Every line below is to be set down again exactly; any image stays out.

--- TASK INPUTS Enclosed Below ---

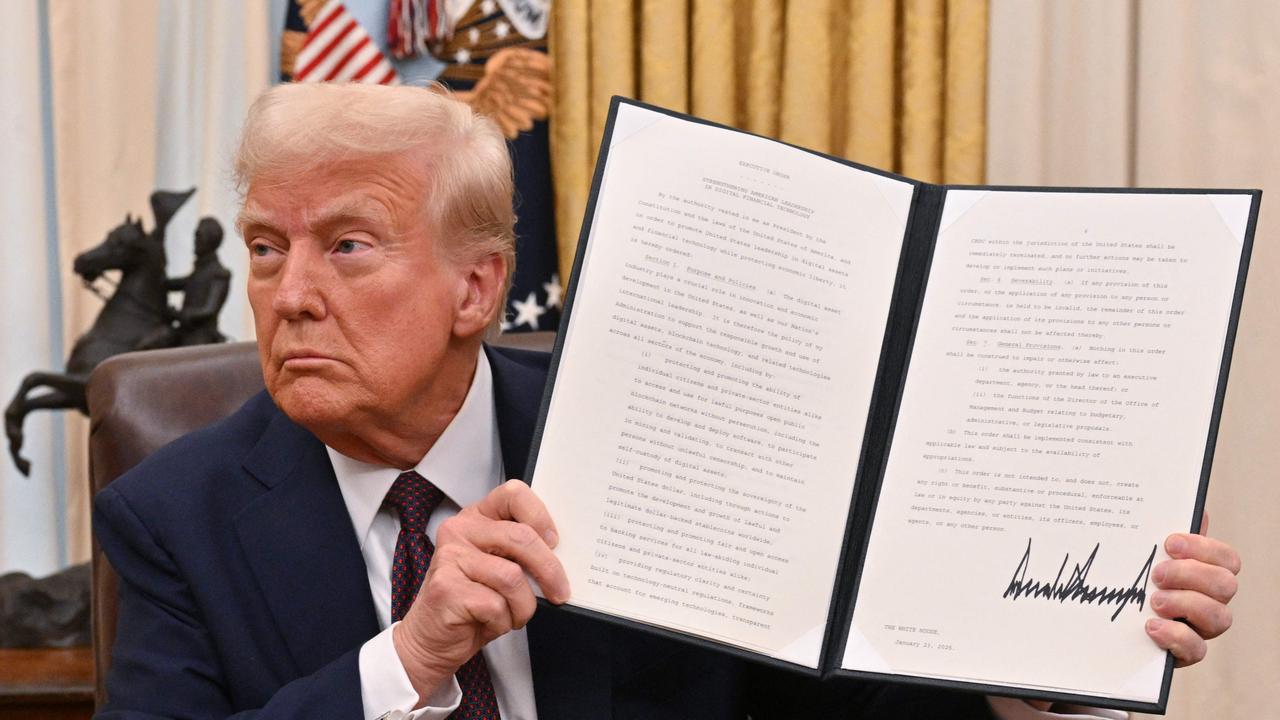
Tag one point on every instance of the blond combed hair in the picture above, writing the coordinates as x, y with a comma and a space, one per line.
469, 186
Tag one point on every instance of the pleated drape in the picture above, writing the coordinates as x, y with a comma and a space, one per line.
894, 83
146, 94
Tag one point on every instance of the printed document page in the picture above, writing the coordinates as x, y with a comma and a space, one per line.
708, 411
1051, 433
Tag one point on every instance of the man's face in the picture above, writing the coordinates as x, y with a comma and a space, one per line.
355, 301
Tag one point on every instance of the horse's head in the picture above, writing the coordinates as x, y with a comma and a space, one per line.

--- End of Enclosed TASK INPUTS ---

### COMPLETED TASK:
Tag one point on every instance of the blond combed hair in the picture above, writing the coordinates as x, y with a comma and a space, one per line.
469, 186
Tag one point on every instance of the pleated drape in the picture above, writing the coordinates as x, y with a comma and a space, one per line.
894, 83
146, 94
Tag one point on every instance of the printed document page in the picture above, writing the coordinates as x, y with a comma and a space, one per line.
708, 411
1051, 433
Tag one point on every instance of the man's face in the picture above, writing the coordinates as x, y with a comma and a space, one per line.
355, 301
Tag one point on every instance of the horse's head in the picture above, writing the coordinates as x, y with a comma and a space, one per line.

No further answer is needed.